> _Exercise brief_
Reproduce all the lines below exactly and omit the images.

> _Recorded information_
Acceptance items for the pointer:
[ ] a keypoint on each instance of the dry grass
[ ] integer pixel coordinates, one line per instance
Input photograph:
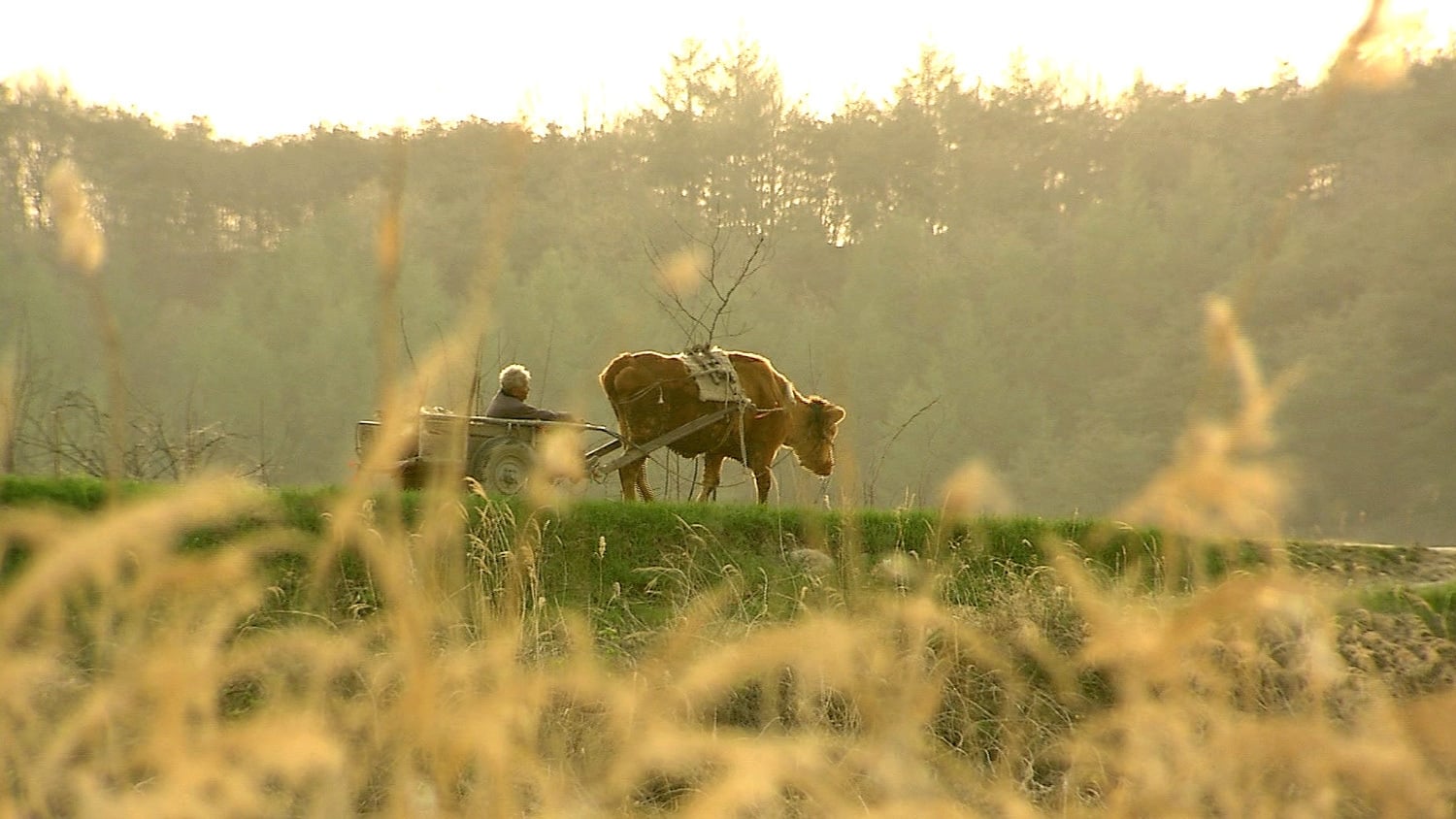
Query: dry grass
(137, 679)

> _Solution for this exercise_
Acceptance items for the pointer:
[ ] a keypoint on each instance of the dry grass
[ ] integer pixel coordinates, one line per instance
Input photograph:
Query: dry grass
(137, 679)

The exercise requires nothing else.